### Your objective
Say whether each statement below agrees with the 3Sum Smaller text, answering yes or no and quoting the text's deciding words. 1. The solution sorts the array before counting. 2. For the given example, the expected result is 3. 3. When the sum of the three values is less than the target, the code moves the right pointer left.

3Sum Smaller leetcode

Given an array of n integers nums and a target, find the number of index triplets i, j, k with 0 <= i < j < k < n that satisfy the condition nums[i] + nums[j] + nums[k] < target.

For example, given nums = [-2, 0, 1, 3], and target = 2.

Return 2. Because there are two triplets which sums are less than 2:

[-2, 0, 1]
[-2, 0, 3]

用3Sum的方法 a=num[i] + num[l] + num[r]
当a < target时候 left++, 但是注意此时对于num[i] + num[l] + num[l + 1 ---> r] 都满足<target
所以这个时候指针右移 count+ right - left;

public class Solution {
    public int threeSumSmaller(int[] nums, int target) {
        if (nums == null || nums.length == 0) {
            return 0;
        } 
        Arrays.sort(nums);
        int count = 0;
        for (int i = 0; i < nums.length - 2; i++) {
            int left = i + 1;
            int right = nums.length - 1;
            while (left < right) {
                if (nums[i] + nums[left] + nums[right] < target) {
                    count+= right - left;
                    left++;
                }
                if (nums[i] + nums[left] + nums[right] >= target) {
                    right--;
                }
            }
        }
        return count;
    }
}

### Entries supplied
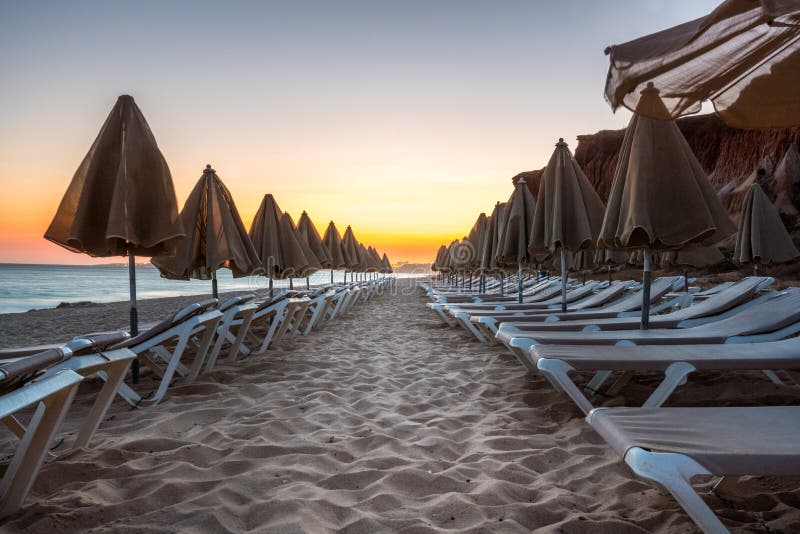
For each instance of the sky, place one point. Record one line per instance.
(404, 119)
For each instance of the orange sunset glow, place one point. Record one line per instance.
(405, 134)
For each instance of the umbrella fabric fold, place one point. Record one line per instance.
(568, 215)
(121, 200)
(744, 57)
(761, 237)
(216, 236)
(513, 244)
(278, 247)
(661, 198)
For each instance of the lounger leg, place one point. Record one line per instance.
(620, 383)
(115, 375)
(462, 318)
(674, 472)
(521, 347)
(673, 376)
(54, 396)
(557, 371)
(240, 334)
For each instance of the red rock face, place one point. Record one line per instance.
(732, 158)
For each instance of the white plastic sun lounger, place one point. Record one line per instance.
(485, 331)
(773, 319)
(670, 446)
(52, 396)
(164, 345)
(724, 304)
(677, 362)
(86, 355)
(625, 306)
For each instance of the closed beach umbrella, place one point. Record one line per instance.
(216, 236)
(488, 254)
(692, 258)
(305, 265)
(513, 245)
(310, 236)
(309, 233)
(278, 247)
(761, 238)
(661, 198)
(568, 214)
(121, 201)
(350, 250)
(332, 242)
(476, 237)
(744, 57)
(387, 265)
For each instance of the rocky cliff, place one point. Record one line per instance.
(732, 158)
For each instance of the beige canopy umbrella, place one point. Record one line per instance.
(513, 244)
(332, 242)
(311, 264)
(310, 236)
(217, 238)
(568, 213)
(761, 237)
(476, 237)
(121, 201)
(350, 251)
(439, 261)
(278, 247)
(661, 198)
(744, 57)
(488, 253)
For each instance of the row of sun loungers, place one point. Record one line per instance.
(183, 346)
(735, 326)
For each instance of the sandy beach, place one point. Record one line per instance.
(385, 420)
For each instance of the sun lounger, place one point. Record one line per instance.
(723, 304)
(623, 306)
(52, 396)
(773, 319)
(670, 446)
(677, 362)
(591, 300)
(86, 355)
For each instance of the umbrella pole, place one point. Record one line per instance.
(563, 280)
(134, 312)
(645, 323)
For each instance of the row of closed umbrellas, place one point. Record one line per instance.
(121, 202)
(661, 205)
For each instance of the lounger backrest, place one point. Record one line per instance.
(658, 288)
(774, 314)
(15, 373)
(740, 292)
(193, 310)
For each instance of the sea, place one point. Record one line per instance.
(29, 287)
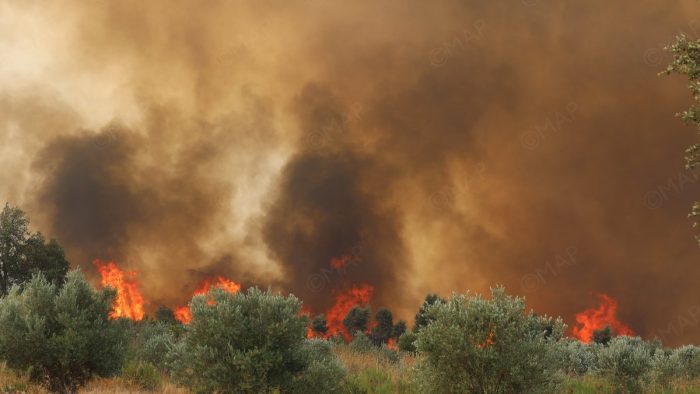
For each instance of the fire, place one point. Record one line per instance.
(183, 313)
(594, 319)
(357, 295)
(340, 262)
(129, 302)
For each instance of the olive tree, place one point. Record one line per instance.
(62, 335)
(479, 345)
(248, 342)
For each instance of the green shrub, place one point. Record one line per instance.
(152, 343)
(323, 374)
(687, 359)
(626, 363)
(407, 342)
(578, 358)
(476, 345)
(142, 374)
(360, 342)
(664, 368)
(248, 342)
(62, 336)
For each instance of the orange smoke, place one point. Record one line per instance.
(340, 262)
(183, 313)
(594, 319)
(355, 296)
(129, 302)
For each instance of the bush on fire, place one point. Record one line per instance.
(63, 336)
(251, 342)
(474, 345)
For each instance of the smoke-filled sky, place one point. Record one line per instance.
(442, 146)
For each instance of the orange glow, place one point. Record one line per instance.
(355, 296)
(340, 262)
(183, 313)
(594, 319)
(129, 302)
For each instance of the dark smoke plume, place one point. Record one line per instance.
(442, 146)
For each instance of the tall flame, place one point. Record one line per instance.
(355, 296)
(183, 313)
(594, 319)
(129, 302)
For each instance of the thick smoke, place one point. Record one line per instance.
(440, 145)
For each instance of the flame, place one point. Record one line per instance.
(357, 295)
(183, 313)
(129, 302)
(340, 262)
(594, 319)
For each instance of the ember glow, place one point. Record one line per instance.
(129, 302)
(594, 319)
(359, 295)
(183, 313)
(340, 262)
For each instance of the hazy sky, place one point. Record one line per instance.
(443, 145)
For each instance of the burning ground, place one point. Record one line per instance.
(319, 146)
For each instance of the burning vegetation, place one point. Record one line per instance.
(597, 319)
(129, 301)
(183, 313)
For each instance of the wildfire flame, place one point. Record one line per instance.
(340, 262)
(129, 302)
(594, 319)
(355, 296)
(183, 313)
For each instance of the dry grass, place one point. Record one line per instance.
(13, 382)
(357, 362)
(119, 386)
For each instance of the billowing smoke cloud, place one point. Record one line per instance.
(441, 146)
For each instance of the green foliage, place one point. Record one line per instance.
(23, 254)
(319, 324)
(384, 327)
(686, 61)
(357, 319)
(153, 342)
(687, 358)
(323, 374)
(626, 363)
(479, 345)
(360, 342)
(248, 342)
(62, 335)
(422, 318)
(407, 342)
(371, 380)
(577, 358)
(142, 374)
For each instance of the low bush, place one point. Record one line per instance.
(62, 336)
(626, 363)
(249, 342)
(476, 345)
(142, 374)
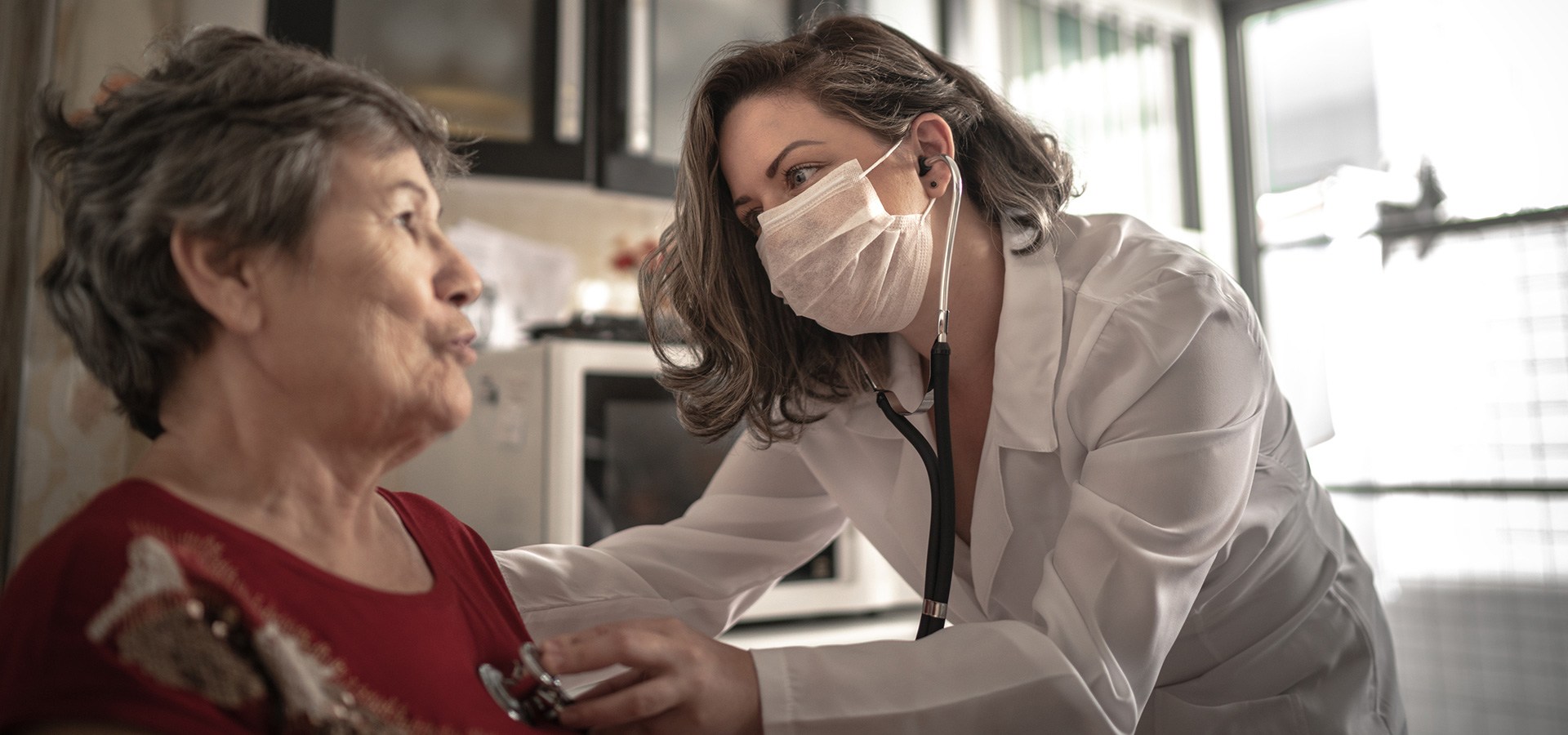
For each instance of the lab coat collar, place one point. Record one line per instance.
(1027, 354)
(1029, 344)
(1022, 409)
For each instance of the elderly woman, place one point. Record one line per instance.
(253, 265)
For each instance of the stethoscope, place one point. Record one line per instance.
(940, 461)
(532, 695)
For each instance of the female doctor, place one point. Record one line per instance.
(1140, 542)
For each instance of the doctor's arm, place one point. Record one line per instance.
(761, 518)
(1169, 406)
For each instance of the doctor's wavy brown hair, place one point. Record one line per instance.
(755, 359)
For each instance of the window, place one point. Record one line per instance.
(1410, 235)
(1117, 91)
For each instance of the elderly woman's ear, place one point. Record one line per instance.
(221, 278)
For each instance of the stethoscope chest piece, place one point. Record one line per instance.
(541, 704)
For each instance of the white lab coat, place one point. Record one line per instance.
(1150, 552)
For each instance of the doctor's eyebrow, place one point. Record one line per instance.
(773, 168)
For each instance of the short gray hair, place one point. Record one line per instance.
(229, 136)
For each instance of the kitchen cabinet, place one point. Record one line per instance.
(511, 76)
(568, 90)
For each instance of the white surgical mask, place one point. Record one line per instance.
(836, 256)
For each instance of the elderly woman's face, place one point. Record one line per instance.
(369, 327)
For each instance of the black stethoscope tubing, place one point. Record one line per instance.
(940, 461)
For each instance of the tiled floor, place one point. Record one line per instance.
(1476, 590)
(1482, 657)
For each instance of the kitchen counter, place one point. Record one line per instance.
(894, 624)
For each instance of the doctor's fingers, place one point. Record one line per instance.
(639, 644)
(612, 685)
(626, 709)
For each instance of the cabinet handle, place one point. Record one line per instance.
(639, 77)
(569, 73)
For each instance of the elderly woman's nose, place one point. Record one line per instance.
(457, 283)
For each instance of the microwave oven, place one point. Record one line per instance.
(574, 439)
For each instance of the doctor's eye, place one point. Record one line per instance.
(800, 176)
(750, 221)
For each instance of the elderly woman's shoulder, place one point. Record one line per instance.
(87, 552)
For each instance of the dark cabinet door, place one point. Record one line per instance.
(513, 77)
(654, 52)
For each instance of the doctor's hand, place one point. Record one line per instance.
(679, 680)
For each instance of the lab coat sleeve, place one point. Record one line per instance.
(763, 516)
(1167, 405)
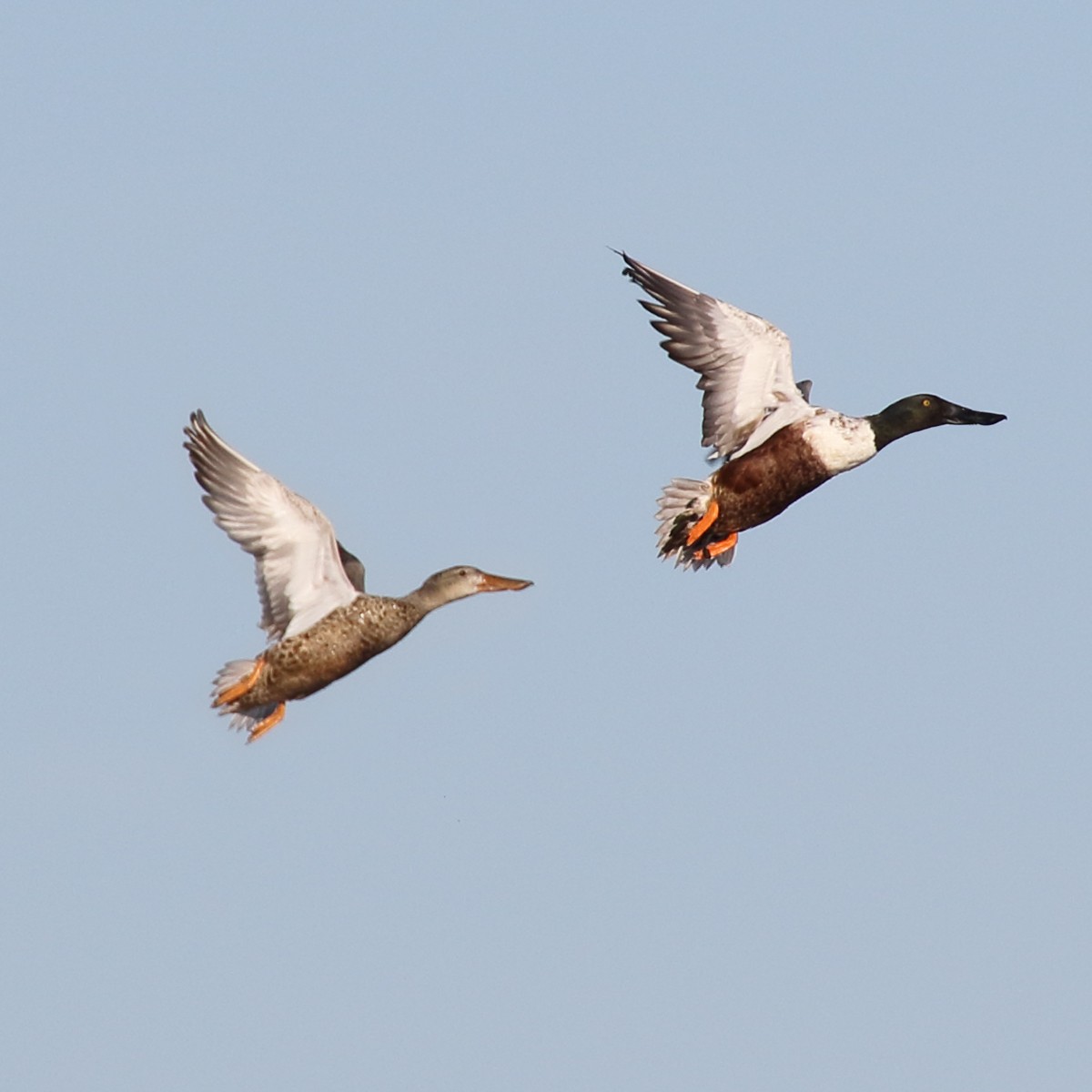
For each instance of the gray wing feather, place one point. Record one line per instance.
(298, 569)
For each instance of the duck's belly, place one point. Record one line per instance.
(333, 647)
(763, 483)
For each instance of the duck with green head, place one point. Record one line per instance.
(774, 445)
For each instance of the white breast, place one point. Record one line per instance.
(841, 442)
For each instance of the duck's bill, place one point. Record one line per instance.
(491, 583)
(960, 415)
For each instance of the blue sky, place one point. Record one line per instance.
(817, 822)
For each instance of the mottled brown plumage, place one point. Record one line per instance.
(320, 622)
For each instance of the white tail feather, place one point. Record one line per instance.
(228, 676)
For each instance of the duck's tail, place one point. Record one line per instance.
(232, 682)
(682, 511)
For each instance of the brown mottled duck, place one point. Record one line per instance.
(320, 622)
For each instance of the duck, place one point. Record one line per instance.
(774, 446)
(319, 622)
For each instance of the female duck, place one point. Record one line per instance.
(320, 622)
(776, 447)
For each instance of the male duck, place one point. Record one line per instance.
(320, 622)
(776, 447)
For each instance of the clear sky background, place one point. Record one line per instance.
(818, 822)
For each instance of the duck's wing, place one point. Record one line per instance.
(743, 363)
(298, 568)
(353, 567)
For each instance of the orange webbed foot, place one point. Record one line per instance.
(704, 523)
(243, 687)
(270, 722)
(714, 550)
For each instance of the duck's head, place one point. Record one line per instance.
(924, 410)
(460, 581)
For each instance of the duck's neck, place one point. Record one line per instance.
(427, 598)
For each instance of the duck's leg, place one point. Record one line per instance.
(703, 527)
(704, 523)
(714, 550)
(271, 722)
(243, 687)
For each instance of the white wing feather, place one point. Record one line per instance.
(299, 573)
(743, 363)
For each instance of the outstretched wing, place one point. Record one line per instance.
(298, 568)
(743, 363)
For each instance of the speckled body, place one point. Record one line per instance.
(333, 647)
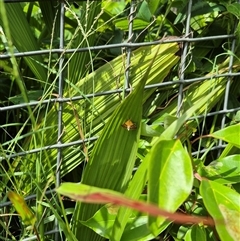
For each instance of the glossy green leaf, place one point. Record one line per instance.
(219, 201)
(225, 170)
(102, 223)
(89, 194)
(115, 149)
(23, 210)
(170, 178)
(229, 134)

### Response to this task
1. Yes: "Arrays.sort(nums);"
2. No: "Return 2."
3. No: "count+= right - left;" and then "left++;"